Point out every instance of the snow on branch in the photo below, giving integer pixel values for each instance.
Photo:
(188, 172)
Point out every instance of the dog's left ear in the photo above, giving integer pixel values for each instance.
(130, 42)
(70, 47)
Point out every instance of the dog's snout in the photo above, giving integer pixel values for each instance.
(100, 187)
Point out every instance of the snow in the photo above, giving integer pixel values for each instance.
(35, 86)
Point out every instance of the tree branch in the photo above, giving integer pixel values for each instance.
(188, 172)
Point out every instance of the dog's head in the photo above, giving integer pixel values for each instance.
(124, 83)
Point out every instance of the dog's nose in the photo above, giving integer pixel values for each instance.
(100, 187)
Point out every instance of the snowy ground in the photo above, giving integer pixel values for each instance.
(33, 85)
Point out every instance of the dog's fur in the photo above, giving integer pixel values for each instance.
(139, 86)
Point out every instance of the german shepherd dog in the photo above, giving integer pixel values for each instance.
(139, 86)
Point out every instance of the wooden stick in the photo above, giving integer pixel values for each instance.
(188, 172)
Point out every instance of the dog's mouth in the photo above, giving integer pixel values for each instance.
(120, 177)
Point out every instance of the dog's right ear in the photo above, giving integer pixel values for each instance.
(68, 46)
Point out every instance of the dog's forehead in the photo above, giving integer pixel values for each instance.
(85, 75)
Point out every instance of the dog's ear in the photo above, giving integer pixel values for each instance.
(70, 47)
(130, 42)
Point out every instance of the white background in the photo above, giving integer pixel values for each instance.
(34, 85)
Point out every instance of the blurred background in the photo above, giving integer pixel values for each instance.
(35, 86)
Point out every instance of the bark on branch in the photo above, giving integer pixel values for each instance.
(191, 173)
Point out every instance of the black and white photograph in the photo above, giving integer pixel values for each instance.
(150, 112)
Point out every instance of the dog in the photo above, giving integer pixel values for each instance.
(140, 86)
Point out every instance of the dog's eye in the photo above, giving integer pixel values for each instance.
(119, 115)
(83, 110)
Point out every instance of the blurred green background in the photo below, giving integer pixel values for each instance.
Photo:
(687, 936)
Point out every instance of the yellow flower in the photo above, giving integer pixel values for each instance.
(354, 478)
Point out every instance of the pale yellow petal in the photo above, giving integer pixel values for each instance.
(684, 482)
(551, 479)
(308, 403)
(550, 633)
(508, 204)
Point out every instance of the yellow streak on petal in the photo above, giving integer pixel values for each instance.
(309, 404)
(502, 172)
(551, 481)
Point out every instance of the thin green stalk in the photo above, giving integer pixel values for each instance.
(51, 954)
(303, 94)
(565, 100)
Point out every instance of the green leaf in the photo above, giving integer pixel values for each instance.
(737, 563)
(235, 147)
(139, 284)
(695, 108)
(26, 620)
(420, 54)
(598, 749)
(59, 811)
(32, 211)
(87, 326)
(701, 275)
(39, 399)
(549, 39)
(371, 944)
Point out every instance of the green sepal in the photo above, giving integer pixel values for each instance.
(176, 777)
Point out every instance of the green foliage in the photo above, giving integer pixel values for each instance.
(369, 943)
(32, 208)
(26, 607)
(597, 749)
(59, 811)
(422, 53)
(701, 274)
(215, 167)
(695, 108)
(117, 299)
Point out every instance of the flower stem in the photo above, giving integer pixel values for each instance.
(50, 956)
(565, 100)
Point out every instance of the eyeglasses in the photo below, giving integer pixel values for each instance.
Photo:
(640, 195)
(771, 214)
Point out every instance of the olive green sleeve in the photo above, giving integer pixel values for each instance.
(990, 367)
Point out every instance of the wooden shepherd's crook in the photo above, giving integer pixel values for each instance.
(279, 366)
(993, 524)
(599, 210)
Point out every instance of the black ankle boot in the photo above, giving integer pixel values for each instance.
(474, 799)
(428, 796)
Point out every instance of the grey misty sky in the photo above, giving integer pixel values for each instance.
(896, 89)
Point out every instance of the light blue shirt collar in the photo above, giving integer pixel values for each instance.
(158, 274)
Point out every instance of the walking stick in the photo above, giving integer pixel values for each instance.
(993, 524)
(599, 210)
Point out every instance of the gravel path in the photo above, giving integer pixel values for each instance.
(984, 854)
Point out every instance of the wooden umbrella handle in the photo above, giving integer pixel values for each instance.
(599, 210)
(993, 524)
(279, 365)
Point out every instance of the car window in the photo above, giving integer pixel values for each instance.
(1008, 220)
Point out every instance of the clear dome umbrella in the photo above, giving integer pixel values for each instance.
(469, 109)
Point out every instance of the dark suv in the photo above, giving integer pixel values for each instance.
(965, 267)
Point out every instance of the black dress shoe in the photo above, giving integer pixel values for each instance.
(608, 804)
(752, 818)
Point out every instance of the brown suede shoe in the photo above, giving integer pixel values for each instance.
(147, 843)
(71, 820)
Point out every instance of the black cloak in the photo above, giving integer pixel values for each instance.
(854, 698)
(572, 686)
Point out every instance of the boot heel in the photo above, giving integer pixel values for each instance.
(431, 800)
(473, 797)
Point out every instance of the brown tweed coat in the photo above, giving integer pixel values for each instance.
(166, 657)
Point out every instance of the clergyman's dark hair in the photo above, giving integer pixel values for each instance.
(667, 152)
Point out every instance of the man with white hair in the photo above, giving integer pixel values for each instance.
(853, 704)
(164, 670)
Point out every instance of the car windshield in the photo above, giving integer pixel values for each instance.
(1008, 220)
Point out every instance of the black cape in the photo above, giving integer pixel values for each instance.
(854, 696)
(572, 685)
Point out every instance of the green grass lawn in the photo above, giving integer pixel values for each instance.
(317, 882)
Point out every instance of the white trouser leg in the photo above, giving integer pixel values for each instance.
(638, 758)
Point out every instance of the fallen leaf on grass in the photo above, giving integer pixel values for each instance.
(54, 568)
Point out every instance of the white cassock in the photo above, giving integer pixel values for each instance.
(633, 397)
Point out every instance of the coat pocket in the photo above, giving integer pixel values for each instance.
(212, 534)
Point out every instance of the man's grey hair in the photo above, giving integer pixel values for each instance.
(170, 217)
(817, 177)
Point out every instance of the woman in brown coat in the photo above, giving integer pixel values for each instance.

--------

_Exercise details:_ Convert the listing above into a Markdown table with the columns Row and Entry. Put each non-blank line in order with its row number.

_Exercise answer:_
| Row | Entry |
|---|---|
| 1 | Point out every instance of the snow on branch in the photo below, giving integer pixel values for each instance. |
| 2 | Photo: |
| 3 | (188, 172) |
| 4 | Point out every instance of the dog's left ear in the photo above, giving integer pixel values for each instance. |
| 5 | (130, 42) |
| 6 | (70, 47) |
| 7 | Point out every instance of the dog's snout in the photo above, giving integer pixel values for each instance. |
| 8 | (100, 187) |
| 9 | Point out every instance of the snow in the photo above, giving integer pixel values for each instance. |
| 10 | (35, 86) |
| 11 | Point out every instance of the tree branch in the photo above, giving integer pixel values for each instance. |
| 12 | (188, 172) |
| 13 | Point out every instance of the dog's head in the photo above, giving integer pixel values for each instance. |
| 14 | (124, 83) |
| 15 | Point out every instance of the dog's nose in the photo above, giving integer pixel values for each instance. |
| 16 | (100, 187) |
| 17 | Point out every instance of the snowy ground in the photo above, giving integer pixel values for each instance. |
| 18 | (33, 85) |
| 19 | Point out every instance of the dog's fur in the photo above, giving integer pixel values for each instance. |
| 20 | (139, 86) |
| 21 | Point out every instance of the german shepherd dog in the photo above, giving integer pixel values for each instance. |
| 22 | (139, 86) |
| 23 | Point out every instance of the wooden stick in the photo above, giving integer pixel values for each instance. |
| 24 | (188, 172) |
| 25 | Point out every instance of the dog's mouth in the photo above, giving integer pixel values for each instance. |
| 26 | (120, 177) |
| 27 | Point out every instance of the dog's right ear in the photo above, giving integer pixel values for each instance. |
| 28 | (68, 46) |
| 29 | Point out every instance of the dog's forehead in the photo above, giving integer pixel values for each instance. |
| 30 | (85, 75) |
| 31 | Point out every instance of the dog's ear in the photo above, giving integer pixel values for each instance. |
| 32 | (70, 47) |
| 33 | (130, 42) |
| 34 | Point out every instance of the white background in the photo above, giving integer pixel values for each instance. |
| 35 | (34, 85) |
| 36 | Point out every instance of the blurred background in the photo above, giving integer pixel values for each instance. |
| 37 | (35, 86) |
| 38 | Point out every instance of the bark on branch in the photo above, giving integer pixel values for each instance. |
| 39 | (191, 173) |
| 40 | Point out every instance of the black and white photograph in the photo above, giving integer pixel values for each instance. |
| 41 | (150, 112) |
| 42 | Point out every instance of the dog in the photo above, giving integer pixel values for each instance. |
| 43 | (140, 86) |
| 44 | Point out every instance of the dog's eye in the photo above, giving integer pixel values for each instance. |
| 45 | (119, 115) |
| 46 | (83, 110) |
| 47 | Point out every instance of the blurred green background in the photo below, giving integer pixel values for each instance. |
| 48 | Photo: |
| 49 | (687, 936) |
| 50 | Point out every instance of the yellow flower in the photo above, giving integer pixel values for each instance. |
| 51 | (354, 478) |
| 52 | Point out every instance of the pale yellow petal in the photo above, giving integer pixel values for each instance. |
| 53 | (684, 482) |
| 54 | (551, 479) |
| 55 | (308, 403) |
| 56 | (550, 633) |
| 57 | (508, 204) |
| 58 | Point out every instance of the yellow streak on petal in the photo above, giving integer pixel values for each instance. |
| 59 | (309, 404) |
| 60 | (502, 172) |
| 61 | (551, 481) |
| 62 | Point out every instance of the thin green stalk in the photo above, giving integer pixel values for each instance. |
| 63 | (51, 954) |
| 64 | (303, 94) |
| 65 | (565, 100) |
| 66 | Point out every instance of the green leaf in the photo above, giving integer pixel values for each instance. |
| 67 | (737, 563) |
| 68 | (235, 147) |
| 69 | (139, 284) |
| 70 | (695, 108) |
| 71 | (26, 620) |
| 72 | (420, 54) |
| 73 | (598, 749) |
| 74 | (59, 811) |
| 75 | (32, 211) |
| 76 | (87, 326) |
| 77 | (701, 275) |
| 78 | (39, 399) |
| 79 | (549, 39) |
| 80 | (371, 944) |
| 81 | Point out every instance of the green sepal in the photo above, giving integer pixel values for each instance. |
| 82 | (176, 777) |
| 83 | Point out every instance of the green foliage in the photo above, giving integer pixel values for each instance. |
| 84 | (369, 943) |
| 85 | (32, 208) |
| 86 | (26, 607) |
| 87 | (597, 749) |
| 88 | (59, 811) |
| 89 | (422, 53) |
| 90 | (701, 274) |
| 91 | (215, 167) |
| 92 | (695, 108) |
| 93 | (117, 299) |
| 94 | Point out every instance of the flower stem in the photo above, giving integer pixel values for each instance. |
| 95 | (50, 956) |
| 96 | (565, 100) |
| 97 | Point out every instance of the eyeglasses in the photo below, giving integer pixel values for each instance. |
| 98 | Photo: |
| 99 | (640, 195) |
| 100 | (771, 214) |
| 101 | Point out every instance of the olive green sleeve in the photo above, giving integer pixel values for each instance. |
| 102 | (990, 367) |
| 103 | Point out every instance of the wooden shepherd's crook in the photo above, giving integer pixel values for each instance. |
| 104 | (279, 366) |
| 105 | (993, 524) |
| 106 | (599, 210) |
| 107 | Point out every instance of the black ankle boot in the photo above, giving integer pixel values for each instance. |
| 108 | (474, 799) |
| 109 | (428, 796) |
| 110 | Point out every instance of the grey misty sky in the photo above, giving integer pixel values for each instance. |
| 111 | (896, 89) |
| 112 | Point out every instance of the light blue shirt collar in the photo above, giving integer pixel values for each instance. |
| 113 | (158, 274) |
| 114 | Point out every instance of the walking stick in the photo above, giving integer pixel values for each instance. |
| 115 | (993, 524) |
| 116 | (599, 210) |
| 117 | Point out every instance of the gravel path in the photo above, giving integer pixel values for each instance. |
| 118 | (984, 854) |
| 119 | Point out every instance of the wooden umbrella handle in the photo above, giving integer pixel values for each instance. |
| 120 | (599, 210) |
| 121 | (993, 524) |
| 122 | (279, 365) |
| 123 | Point out every instance of the car window in the photo above, giving integer pixel values for each instance. |
| 124 | (1008, 220) |
| 125 | Point out every instance of the clear dome umbrella in the photo above, giving integer pixel values for each instance. |
| 126 | (469, 109) |
| 127 | Point out every instance of the dark suv in the photo above, giving integer pixel values for each instance. |
| 128 | (965, 267) |
| 129 | Point out every instance of the black dress shoe in the photo above, giving integer pixel values for each instance. |
| 130 | (608, 804) |
| 131 | (752, 818) |
| 132 | Point out every instance of the brown suede shoe in the photo above, giving integer pixel values for each instance. |
| 133 | (147, 843) |
| 134 | (71, 820) |
| 135 | Point out every instance of the black cloak in the photo above, giving integer pixel values for each instance. |
| 136 | (854, 698) |
| 137 | (572, 686) |
| 138 | Point out every instance of the boot heel in the photo above, giving integer pixel values for each instance. |
| 139 | (431, 800) |
| 140 | (473, 797) |
| 141 | Point out every instance of the brown tweed coat in the photo above, giving integer pixel values for each instance. |
| 142 | (166, 657) |
| 143 | Point out every instance of the clergyman's dark hair in the photo above, giving integer pixel values for each instance. |
| 144 | (667, 152) |
| 145 | Point out every instance of the man with white hair in the photo above, giving integer pixel values for each instance. |
| 146 | (853, 704) |
| 147 | (164, 670) |
| 148 | Point out every instance of the car windshield in the photo above, giving integer pixel values for each instance. |
| 149 | (1008, 220) |
| 150 | Point out every instance of the black cape in the photo above, giving integer pixel values for each instance. |
| 151 | (854, 696) |
| 152 | (572, 685) |
| 153 | Point out every instance of the green grass lawn in the photo above, giving integer pixel values for each instance. |
| 154 | (317, 882) |
| 155 | Point out every instance of the white trouser leg in the photo above, giving integer pixel values for each instance. |
| 156 | (638, 758) |
| 157 | Point out every instance of the fallen leaf on grass in the photo above, giving integer pixel values for each instance. |
| 158 | (54, 568) |
| 159 | Point out every instance of the white cassock in the photo above, giving integer pixel values for each instance. |
| 160 | (633, 397) |
| 161 | Point out every instance of the coat pocket in the photo above, giving integer pixel values for each instance. |
| 162 | (212, 534) |
| 163 | Point out every instance of the man's grey hair in the photo above, giving integer pixel values for each instance. |
| 164 | (170, 217) |
| 165 | (817, 177) |
| 166 | Point out every instance of the woman in brown coat in the photo above, giving integer pixel values for each instance. |